» REQUEST:
Reproduce each of the following entries verbatim, leaving every line unchanged.

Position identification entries

"""

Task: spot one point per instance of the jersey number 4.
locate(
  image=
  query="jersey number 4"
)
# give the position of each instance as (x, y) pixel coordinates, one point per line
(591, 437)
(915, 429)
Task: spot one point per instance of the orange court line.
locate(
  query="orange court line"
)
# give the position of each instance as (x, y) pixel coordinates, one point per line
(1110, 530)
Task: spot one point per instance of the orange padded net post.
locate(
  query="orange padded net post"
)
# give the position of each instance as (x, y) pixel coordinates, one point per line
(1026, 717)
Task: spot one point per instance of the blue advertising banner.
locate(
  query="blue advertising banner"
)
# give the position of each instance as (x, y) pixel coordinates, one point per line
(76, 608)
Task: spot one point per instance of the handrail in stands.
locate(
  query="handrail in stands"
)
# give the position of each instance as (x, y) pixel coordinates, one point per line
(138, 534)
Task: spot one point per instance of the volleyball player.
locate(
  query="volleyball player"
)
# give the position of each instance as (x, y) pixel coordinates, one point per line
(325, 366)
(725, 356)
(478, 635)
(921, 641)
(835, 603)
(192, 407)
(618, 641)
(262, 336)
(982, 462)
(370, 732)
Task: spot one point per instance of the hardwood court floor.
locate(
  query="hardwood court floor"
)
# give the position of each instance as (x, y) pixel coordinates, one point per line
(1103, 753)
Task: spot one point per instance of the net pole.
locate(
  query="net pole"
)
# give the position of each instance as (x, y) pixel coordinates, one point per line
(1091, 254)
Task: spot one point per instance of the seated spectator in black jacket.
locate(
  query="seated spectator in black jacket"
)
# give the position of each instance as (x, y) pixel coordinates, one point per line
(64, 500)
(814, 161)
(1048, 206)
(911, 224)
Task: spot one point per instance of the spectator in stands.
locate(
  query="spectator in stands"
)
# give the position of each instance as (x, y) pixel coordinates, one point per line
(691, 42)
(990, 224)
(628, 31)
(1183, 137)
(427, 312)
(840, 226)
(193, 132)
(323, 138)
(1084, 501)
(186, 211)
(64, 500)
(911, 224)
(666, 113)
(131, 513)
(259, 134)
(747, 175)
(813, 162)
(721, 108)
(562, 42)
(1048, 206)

"""

» WORKED ANSWER:
Task: spot one point per instance of the jersey number 4.
locate(
  image=
  query="jersey number 4"
)
# give the position of each instance as (x, y) pixel coordinates, one point per line
(591, 437)
(915, 429)
Task: spot one point per instance of the orange court line.
locate(
  query="orange court line"
)
# give the position of each instance as (x, y) pixel coordinates, one point per line
(1110, 530)
Task: spot one point per instance of the orange padded net post.
locate(
  query="orange padded net post"
)
# give the position of each instance as (x, y) pixel coordinates, one point per line
(1026, 717)
Task: spot one point per instance of the blue advertising banner.
locate(
  query="blue advertising banner"
)
# give the position of each instance as (x, y) pixel coordinates, one point per line
(76, 608)
Task: spot one point per instance of the handrail in stands.
locate(
  query="handrail in stands"
)
# give the position of each instance as (x, y) pixel coordinates, one point per line
(138, 534)
Task: spot one point per instance of the volleyball player.
locate(
  query="volleyball player"
)
# give the position of each instance as (x, y) pixel coordinates, one point per line
(325, 366)
(725, 356)
(478, 635)
(921, 641)
(835, 603)
(192, 407)
(618, 641)
(262, 336)
(982, 462)
(370, 732)
Task: spot one point per instance of the hardwood court floor.
locate(
  query="hardwood court floor"
)
# give the position of each instance as (x, y) pixel coordinates, one point per line
(1103, 753)
Task: spot one point per instance of the net pole.
locate(
  query="net pole"
)
# give the position of each instance as (x, y) pixel coordinates, one point per line
(1091, 254)
Task: spot one point per instance of the seated spectator in black jacket.
locate(
  query="seated spectator in black jacket"
)
# give the position of each instance as (x, y) pixel coordinates, one point per line
(64, 500)
(814, 161)
(1048, 206)
(911, 224)
Task: spot one point per instance of the spectator in stands.
locate(
  query="spectator in stands"
)
# give the position of each instance as (x, y) pixel coordinates, one point per line
(691, 42)
(990, 224)
(628, 31)
(1183, 137)
(427, 312)
(840, 226)
(193, 132)
(323, 138)
(1084, 501)
(186, 211)
(64, 500)
(911, 224)
(666, 113)
(131, 513)
(259, 134)
(747, 175)
(813, 162)
(721, 108)
(562, 42)
(1048, 206)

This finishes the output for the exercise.